> _WORK REQUIRED_
Copy the entries below word for word, starting at the line that contains "FLASHCARD FRONT: Where is the yellow" and stopping after the line that contains "[586,242,704,407]". Leave out the pictures.

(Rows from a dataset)
━━━━━━

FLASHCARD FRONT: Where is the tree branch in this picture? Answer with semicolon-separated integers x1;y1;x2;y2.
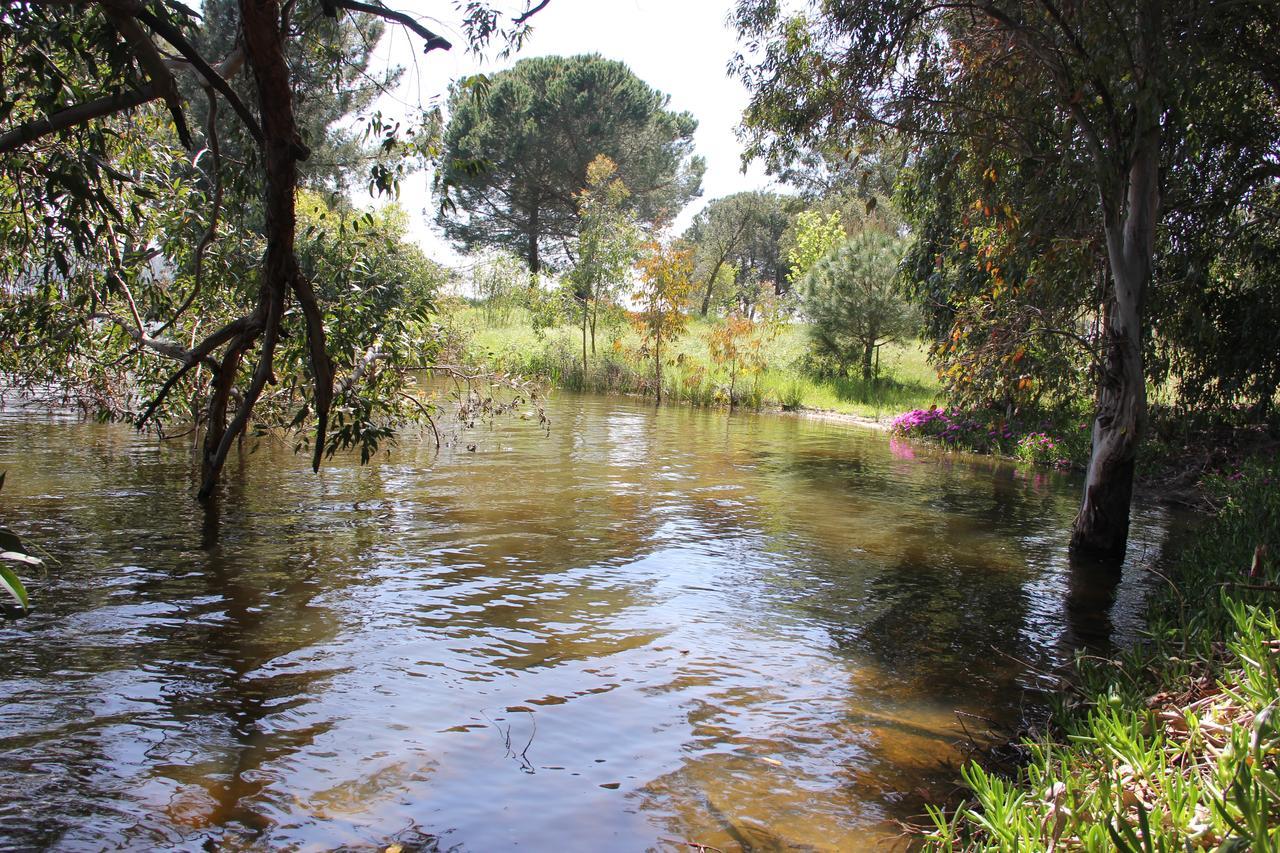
134;5;262;145
0;82;164;154
330;0;453;54
511;0;552;27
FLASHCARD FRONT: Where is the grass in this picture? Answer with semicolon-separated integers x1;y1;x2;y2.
448;306;941;419
924;456;1280;853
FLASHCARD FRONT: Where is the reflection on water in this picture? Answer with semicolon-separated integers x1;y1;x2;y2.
0;396;1164;850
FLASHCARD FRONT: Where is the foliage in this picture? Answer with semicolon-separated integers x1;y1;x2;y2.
735;0;1280;560
632;241;694;403
890;406;1089;469
455;300;936;417
681;192;795;316
440;55;704;272
471;251;530;325
290;192;449;461
927;457;1280;852
707;300;781;409
564;155;641;370
0;0;545;498
897;133;1105;411
787;210;847;284
804;230;918;380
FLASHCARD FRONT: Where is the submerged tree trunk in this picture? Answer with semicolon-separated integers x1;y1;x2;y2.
591;291;600;355
653;329;662;406
1071;131;1160;561
580;298;588;376
698;257;724;318
200;0;320;500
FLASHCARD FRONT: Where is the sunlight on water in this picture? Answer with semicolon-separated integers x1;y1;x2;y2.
0;394;1165;850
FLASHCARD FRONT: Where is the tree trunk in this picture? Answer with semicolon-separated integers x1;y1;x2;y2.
591;297;600;355
653;329;662;406
1071;136;1160;561
699;257;724;318
526;205;543;275
200;0;300;501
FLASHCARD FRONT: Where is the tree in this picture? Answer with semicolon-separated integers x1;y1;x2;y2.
567;154;640;374
803;228;916;382
0;0;545;500
681;192;794;316
787;210;849;284
635;235;694;405
440;55;704;273
471;251;529;327
736;0;1280;557
707;297;782;409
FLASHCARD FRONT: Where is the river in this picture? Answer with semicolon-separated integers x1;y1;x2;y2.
0;393;1167;852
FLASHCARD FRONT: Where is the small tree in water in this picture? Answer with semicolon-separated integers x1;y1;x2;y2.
804;229;916;382
634;240;694;403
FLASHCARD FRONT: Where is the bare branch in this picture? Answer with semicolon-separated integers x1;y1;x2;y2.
156;88;223;334
0;83;164;154
332;0;453;54
511;0;552;27
134;6;262;145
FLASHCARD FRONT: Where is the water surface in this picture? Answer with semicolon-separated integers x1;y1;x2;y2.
0;394;1164;852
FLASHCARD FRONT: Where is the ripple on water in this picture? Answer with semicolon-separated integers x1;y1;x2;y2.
0;394;1164;850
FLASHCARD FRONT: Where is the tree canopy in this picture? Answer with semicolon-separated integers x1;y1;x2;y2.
0;0;545;498
440;55;704;272
735;0;1280;557
682;191;797;316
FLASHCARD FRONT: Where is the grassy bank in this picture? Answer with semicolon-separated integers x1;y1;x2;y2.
447;307;940;419
925;455;1280;853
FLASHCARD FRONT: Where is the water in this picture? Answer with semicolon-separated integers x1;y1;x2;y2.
0;394;1165;852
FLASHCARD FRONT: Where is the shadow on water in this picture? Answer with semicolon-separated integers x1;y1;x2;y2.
0;394;1167;850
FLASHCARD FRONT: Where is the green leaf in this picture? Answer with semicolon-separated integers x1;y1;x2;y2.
0;566;27;610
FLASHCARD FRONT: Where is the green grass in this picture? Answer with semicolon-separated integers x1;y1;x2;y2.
448;307;941;419
924;457;1280;853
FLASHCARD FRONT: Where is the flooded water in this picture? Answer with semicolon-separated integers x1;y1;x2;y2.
0;394;1165;852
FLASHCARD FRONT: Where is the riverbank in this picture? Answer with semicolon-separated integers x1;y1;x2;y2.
444;305;941;425
920;453;1280;852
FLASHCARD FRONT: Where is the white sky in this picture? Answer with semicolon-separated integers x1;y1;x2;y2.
366;0;773;265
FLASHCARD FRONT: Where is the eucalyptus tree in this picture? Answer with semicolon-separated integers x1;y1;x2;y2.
439;55;705;273
735;0;1280;557
0;0;545;500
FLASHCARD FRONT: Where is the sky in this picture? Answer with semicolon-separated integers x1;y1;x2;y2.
366;0;773;265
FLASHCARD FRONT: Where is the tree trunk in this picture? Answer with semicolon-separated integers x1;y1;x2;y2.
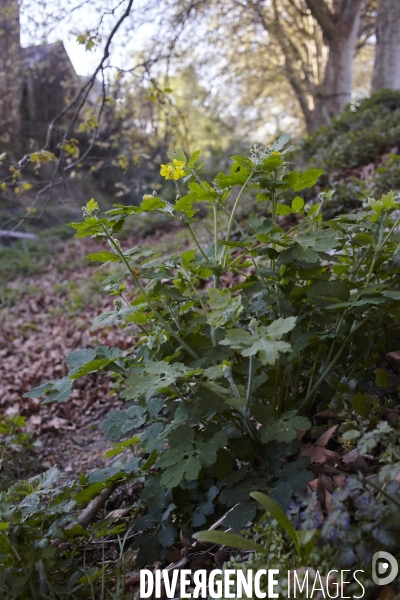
371;0;400;92
307;0;363;129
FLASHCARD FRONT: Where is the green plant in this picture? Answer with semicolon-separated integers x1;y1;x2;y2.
0;416;33;491
193;492;318;565
27;136;400;564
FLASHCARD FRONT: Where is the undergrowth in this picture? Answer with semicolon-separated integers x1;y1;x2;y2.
0;135;400;598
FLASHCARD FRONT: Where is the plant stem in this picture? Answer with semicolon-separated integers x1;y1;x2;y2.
299;315;371;410
246;356;253;414
222;171;253;266
185;223;209;261
102;225;199;360
213;202;218;263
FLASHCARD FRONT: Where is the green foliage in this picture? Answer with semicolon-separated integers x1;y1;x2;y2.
0;416;33;491
298;90;400;206
28;136;400;564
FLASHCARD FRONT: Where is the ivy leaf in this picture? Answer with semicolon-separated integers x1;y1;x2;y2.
282;169;323;192
99;406;146;439
157;523;177;548
207;288;243;327
261;416;311;444
65;348;96;373
161;455;201;490
215;163;250;189
24;377;73;404
307;281;350;308
219;317;296;365
374;369;389;390
121;361;193;400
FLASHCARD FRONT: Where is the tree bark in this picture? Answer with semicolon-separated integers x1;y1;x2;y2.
0;0;22;152
306;0;363;129
371;0;400;92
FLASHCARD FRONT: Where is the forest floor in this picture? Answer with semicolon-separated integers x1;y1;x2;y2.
0;223;193;477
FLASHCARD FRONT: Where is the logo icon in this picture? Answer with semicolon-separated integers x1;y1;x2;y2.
372;550;399;585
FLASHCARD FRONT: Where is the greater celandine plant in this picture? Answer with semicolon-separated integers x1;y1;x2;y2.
27;135;400;564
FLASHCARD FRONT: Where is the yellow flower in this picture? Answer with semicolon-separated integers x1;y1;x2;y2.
160;158;185;181
173;167;185;180
160;164;174;179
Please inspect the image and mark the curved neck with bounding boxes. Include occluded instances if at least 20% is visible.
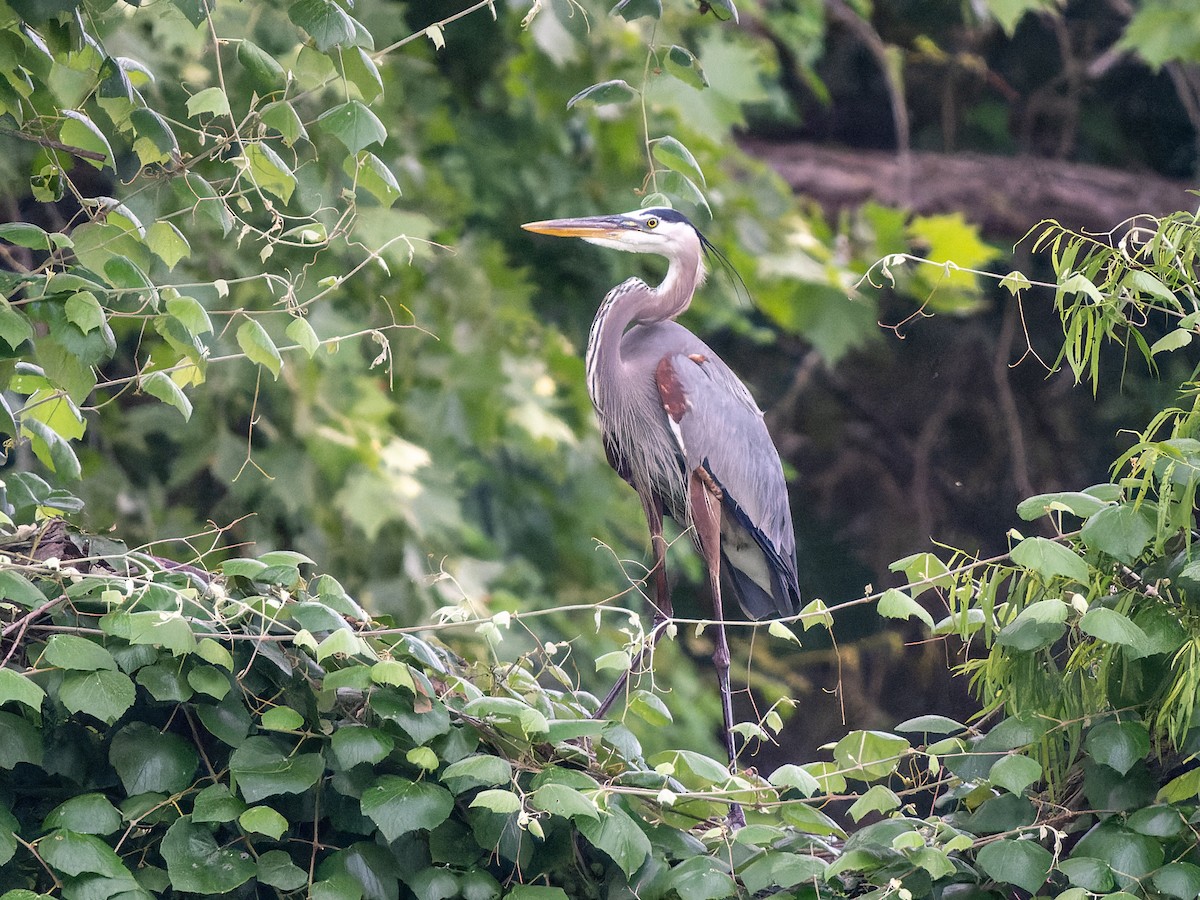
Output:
[586,242,704,407]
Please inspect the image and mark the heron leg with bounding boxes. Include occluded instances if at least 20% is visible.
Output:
[592,497,674,719]
[688,468,746,828]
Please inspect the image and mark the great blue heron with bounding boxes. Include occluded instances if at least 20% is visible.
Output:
[522,208,800,826]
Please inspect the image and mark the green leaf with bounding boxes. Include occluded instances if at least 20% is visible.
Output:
[229,736,325,803]
[462,697,550,737]
[1150,328,1192,356]
[59,109,113,169]
[160,816,257,896]
[1072,818,1164,893]
[888,553,954,596]
[650,134,704,185]
[140,372,192,421]
[666,44,708,89]
[194,682,253,746]
[1016,491,1110,522]
[1126,806,1187,838]
[833,731,910,781]
[0,713,42,769]
[0,805,15,868]
[371,659,416,692]
[1000,271,1031,296]
[977,840,1054,894]
[238,806,288,840]
[629,690,673,727]
[242,142,296,203]
[1058,857,1112,894]
[42,635,116,672]
[62,290,107,335]
[187,666,229,700]
[342,150,400,206]
[0,668,46,713]
[1084,721,1150,775]
[237,38,286,95]
[767,763,821,797]
[876,588,934,628]
[441,758,512,793]
[1010,538,1087,583]
[20,415,83,481]
[317,100,388,154]
[566,78,637,109]
[175,172,233,234]
[283,316,320,359]
[288,0,354,53]
[1079,505,1154,565]
[108,722,199,797]
[848,785,900,822]
[360,775,454,841]
[800,598,833,631]
[667,856,737,900]
[1079,606,1150,649]
[575,806,652,878]
[260,707,304,731]
[0,573,47,610]
[996,598,1070,650]
[529,784,600,818]
[988,755,1042,794]
[258,850,308,890]
[0,222,52,250]
[1153,863,1200,900]
[238,319,283,378]
[470,788,521,816]
[986,0,1057,37]
[42,793,121,834]
[504,884,571,900]
[186,87,228,119]
[738,851,828,895]
[126,610,196,656]
[130,107,179,166]
[341,47,383,103]
[895,715,967,734]
[145,220,192,269]
[260,100,308,146]
[37,828,130,878]
[192,784,246,822]
[0,298,34,350]
[612,0,662,22]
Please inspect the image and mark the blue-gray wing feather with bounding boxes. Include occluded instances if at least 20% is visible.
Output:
[659,348,800,618]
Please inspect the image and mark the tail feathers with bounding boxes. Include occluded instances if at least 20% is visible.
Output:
[721,552,800,619]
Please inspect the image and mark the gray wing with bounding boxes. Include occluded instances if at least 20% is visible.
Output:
[655,348,800,618]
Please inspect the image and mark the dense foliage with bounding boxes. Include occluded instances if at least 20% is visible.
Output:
[0,0,1200,900]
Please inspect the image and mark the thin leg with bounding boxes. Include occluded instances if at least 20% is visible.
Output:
[592,497,674,719]
[688,469,746,828]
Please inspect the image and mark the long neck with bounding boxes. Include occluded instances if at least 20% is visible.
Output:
[586,252,704,407]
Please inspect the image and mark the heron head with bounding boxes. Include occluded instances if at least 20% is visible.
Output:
[521,206,708,259]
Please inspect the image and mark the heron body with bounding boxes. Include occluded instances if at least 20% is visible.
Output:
[587,285,799,619]
[523,209,800,827]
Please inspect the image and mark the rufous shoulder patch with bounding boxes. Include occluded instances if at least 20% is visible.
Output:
[654,356,688,422]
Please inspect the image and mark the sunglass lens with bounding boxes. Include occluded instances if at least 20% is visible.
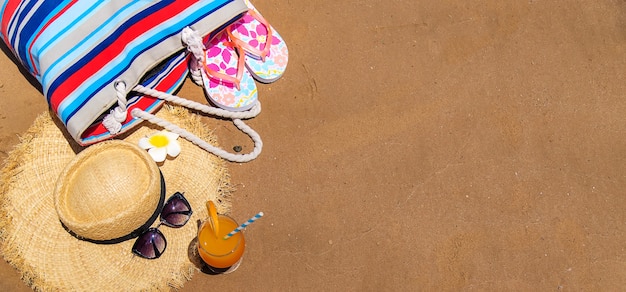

━━━━━━

> _WRITTEN ANSWER_
FLASHCARD FRONT: Where is the yellow flower in this picture? Answer with semicolon-separated integers x1;y1;x2;y2.
160;158;185;181
173;167;185;180
160;164;174;179
Please inspect the image and mark the curved neck with bounding boxes. Include occluded instances if at least 20% is visible.
Output:
[586,242,704,407]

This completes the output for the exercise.